[Start]

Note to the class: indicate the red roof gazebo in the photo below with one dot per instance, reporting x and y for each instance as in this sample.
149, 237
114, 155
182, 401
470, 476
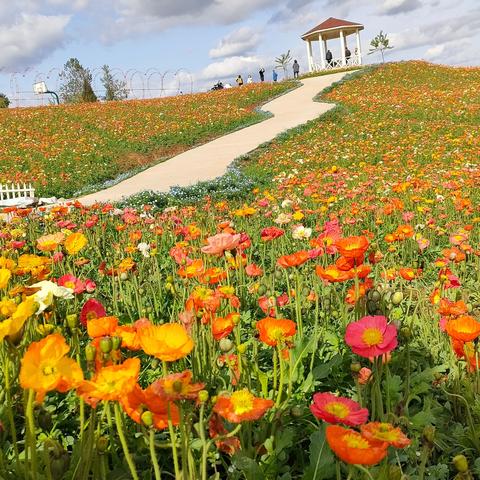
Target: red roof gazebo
328, 30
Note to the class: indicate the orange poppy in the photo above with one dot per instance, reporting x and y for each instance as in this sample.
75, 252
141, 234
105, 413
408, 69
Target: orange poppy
102, 327
448, 308
241, 406
409, 273
46, 367
75, 242
464, 328
110, 383
351, 447
168, 342
222, 327
195, 269
352, 247
274, 331
333, 274
177, 386
378, 432
138, 401
293, 260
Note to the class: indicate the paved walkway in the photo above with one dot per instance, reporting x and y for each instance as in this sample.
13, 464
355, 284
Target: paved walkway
211, 160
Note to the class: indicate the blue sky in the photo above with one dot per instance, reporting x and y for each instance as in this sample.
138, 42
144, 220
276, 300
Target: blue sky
213, 39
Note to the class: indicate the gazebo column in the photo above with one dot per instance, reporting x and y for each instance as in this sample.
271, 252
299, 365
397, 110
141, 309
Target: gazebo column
342, 46
359, 48
322, 52
310, 56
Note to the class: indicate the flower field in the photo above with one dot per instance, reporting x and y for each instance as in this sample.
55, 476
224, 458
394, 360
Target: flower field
324, 327
65, 149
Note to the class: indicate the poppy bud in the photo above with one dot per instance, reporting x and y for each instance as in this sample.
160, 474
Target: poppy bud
116, 343
406, 333
429, 434
90, 352
203, 396
461, 463
397, 298
225, 344
147, 418
296, 411
102, 444
72, 321
106, 344
355, 367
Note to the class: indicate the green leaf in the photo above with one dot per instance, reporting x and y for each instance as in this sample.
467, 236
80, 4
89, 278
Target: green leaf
323, 371
248, 467
321, 457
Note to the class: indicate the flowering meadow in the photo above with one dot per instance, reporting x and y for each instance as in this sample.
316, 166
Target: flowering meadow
323, 327
66, 149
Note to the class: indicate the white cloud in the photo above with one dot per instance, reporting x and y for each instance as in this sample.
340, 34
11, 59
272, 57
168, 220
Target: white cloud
393, 7
433, 34
229, 68
30, 39
241, 41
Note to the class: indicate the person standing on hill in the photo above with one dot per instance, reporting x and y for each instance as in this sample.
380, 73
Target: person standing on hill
296, 69
329, 57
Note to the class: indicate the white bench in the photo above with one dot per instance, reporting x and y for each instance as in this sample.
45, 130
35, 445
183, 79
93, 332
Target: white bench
16, 195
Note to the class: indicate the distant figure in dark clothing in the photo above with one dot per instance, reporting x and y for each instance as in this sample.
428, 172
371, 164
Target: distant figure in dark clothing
296, 69
348, 54
329, 57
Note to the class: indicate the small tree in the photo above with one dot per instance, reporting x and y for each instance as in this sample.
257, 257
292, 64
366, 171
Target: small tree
114, 89
4, 101
283, 61
76, 83
379, 44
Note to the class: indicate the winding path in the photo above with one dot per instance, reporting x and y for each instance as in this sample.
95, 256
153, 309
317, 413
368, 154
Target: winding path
211, 160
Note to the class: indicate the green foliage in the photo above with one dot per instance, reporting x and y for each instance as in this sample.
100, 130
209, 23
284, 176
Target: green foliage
4, 101
76, 83
379, 44
115, 89
284, 61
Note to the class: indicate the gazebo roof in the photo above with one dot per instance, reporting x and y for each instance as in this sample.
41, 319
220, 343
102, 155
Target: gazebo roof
331, 27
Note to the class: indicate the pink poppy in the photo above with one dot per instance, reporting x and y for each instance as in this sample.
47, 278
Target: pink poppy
221, 242
332, 409
70, 281
371, 336
253, 270
91, 309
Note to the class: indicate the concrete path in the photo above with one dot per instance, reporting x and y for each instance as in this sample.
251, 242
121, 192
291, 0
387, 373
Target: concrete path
211, 160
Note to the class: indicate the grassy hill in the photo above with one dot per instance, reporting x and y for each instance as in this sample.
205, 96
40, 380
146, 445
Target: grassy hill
65, 149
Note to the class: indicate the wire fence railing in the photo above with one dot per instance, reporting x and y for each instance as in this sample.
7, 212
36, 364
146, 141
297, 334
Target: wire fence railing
139, 84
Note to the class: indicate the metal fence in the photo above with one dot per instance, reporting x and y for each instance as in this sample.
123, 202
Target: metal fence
151, 83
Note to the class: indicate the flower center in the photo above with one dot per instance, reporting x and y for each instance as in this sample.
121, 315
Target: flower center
242, 402
355, 441
337, 409
48, 370
372, 336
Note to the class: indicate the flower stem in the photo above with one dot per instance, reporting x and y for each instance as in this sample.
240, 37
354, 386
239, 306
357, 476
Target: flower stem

[End]

■ To do ■
Copy the records exactly. Skip the pictures.

■ Correct answer ■
Note to the class: indicate the red roof gazebo in the photo below with one dot per instance, reporting x and y for each instance as in this sample.
149, 237
114, 155
182, 401
470, 476
Target: red roof gazebo
328, 30
Note to the class: indicate the orange poppy in the photo above with one dot per instance, reporting x and y for each instance as in this sample.
75, 252
141, 234
105, 413
408, 69
Target: orange poppy
102, 327
448, 308
241, 406
409, 273
46, 367
75, 242
464, 328
110, 383
351, 447
168, 342
222, 327
195, 269
352, 247
274, 331
333, 274
177, 386
378, 432
138, 401
293, 260
Note to the class: indicate the paved walkway in the photo above with one dot per instance, reporting x and y for each instance as in this sample.
13, 464
355, 284
Target: paved walkway
211, 160
Note to the class: indicate the blue sky in the photo above with one dot per instance, reporting x and y for each instance as in this sample.
138, 42
144, 220
276, 300
Target: blue sky
213, 39
Note to the class: indicate the gazebo column in the photo above with one dot per instance, reporting x and y for each instance as in this sample.
271, 252
299, 365
397, 110
141, 309
Target: gazebo column
342, 46
359, 48
322, 52
310, 56
Note to the class: indicate the flower field in the photo above with one dot per instance, reporting x and y for each instance as in this sample.
55, 476
224, 458
394, 360
Target: flower field
324, 327
65, 149
Note to the class: indicate the poppy bud in the photo above with one dot per instance, reporting x and y for each instance as in this sample.
160, 474
Target: poppy bud
116, 343
406, 333
429, 434
90, 352
203, 396
461, 463
397, 298
225, 344
147, 418
296, 411
102, 444
72, 321
106, 344
355, 367
Note to the class: indicate the green leaf in the photo above with one dot per instance, reporting x and y for each instance as in this sample.
467, 236
80, 4
89, 278
Target: green leaf
323, 371
248, 467
321, 457
Note to the class: indicate the flowering meadow in the photo above with one dot per instance, reporting x and y for each instance as in this sample.
316, 166
Target: flowering meadow
323, 327
66, 149
Note to the class: indicate the white cloud in the photo above with one dot per instance, reporting x and y for each instance as in this sample.
340, 34
11, 59
272, 57
168, 220
Target: white cloud
393, 7
433, 34
229, 68
30, 39
241, 41
Note to the class: indicate the person standing on hill in the photo above with one dot per instance, reporting x and y for each instance as in this sample.
380, 73
Target: person standing on hill
296, 69
329, 57
Note to the class: indicate the white bench in the photo above with one dot per instance, reporting x and y for each instance as in this sample.
45, 130
35, 445
183, 79
93, 332
Target: white bench
16, 195
Note to the class: indicate the distant figure in dark clothing in the photo above with one dot per instance, reporting x and y for each instance as in this sample.
428, 172
371, 164
Target: distant figure in dark clothing
296, 69
348, 54
329, 57
Note to the class: indicate the small tree in the photo above with one dot per instance, reporting x and y for each instance as in this sample.
257, 257
292, 64
366, 171
Target: small tree
114, 89
4, 101
283, 61
76, 83
379, 44
Note to the class: indicate the winding path in the photo above with one dot per instance, reporting x and y for each instance as in this sample.
95, 256
153, 309
317, 413
368, 154
Target: winding path
211, 160
Note to the class: indicate the green foliage in the photo above with one dot per instance, reporting x and y for each instance as in this sample.
100, 130
209, 23
284, 176
Target: green foliage
4, 101
76, 83
379, 44
115, 89
284, 61
Note to the class: indicate the gazebo roof in the photo above with one dot per instance, reporting x and y for each instance as in this sample.
41, 319
220, 343
102, 155
Target: gazebo roof
331, 27
Note to the class: indicate the pink poppy in the photo above with one dot per instance, reporting x and y for each instance as in this sample.
47, 278
Target: pink poppy
221, 242
332, 409
70, 281
371, 336
253, 270
91, 309
Note to the class: indicate the concrete path in the photo above with one dot per instance, reporting x and y for each instance as in this sample.
251, 242
121, 192
291, 0
387, 373
Target: concrete path
211, 160
Note to the class: indicate the grassy hill in the photo above with one dot per instance, reporting x and y for each instance as in this sample.
205, 96
40, 380
146, 445
Target: grassy hill
65, 149
Note to the class: indicate the wire fence railing in the photo above with one dot per instance, reporting x and y for each instance as in this sample.
7, 212
36, 364
146, 141
297, 334
Target: wire fence railing
139, 84
Note to the class: indicate the metal fence in the photo above with one dot per instance, reporting x and y for each instance as in this sample.
123, 202
Target: metal fence
151, 83
Note to the class: indicate the flower center in the photo above with one dot per instance, reporting x and y for each instance as in this sample.
121, 315
Target: flower center
242, 402
355, 441
337, 409
48, 370
372, 336
Note to the class: indicate the flower stem in the photo above with one dot per instance, reporting x and y for each instance as in this sample.
240, 37
354, 386
239, 306
357, 476
Target: flower stem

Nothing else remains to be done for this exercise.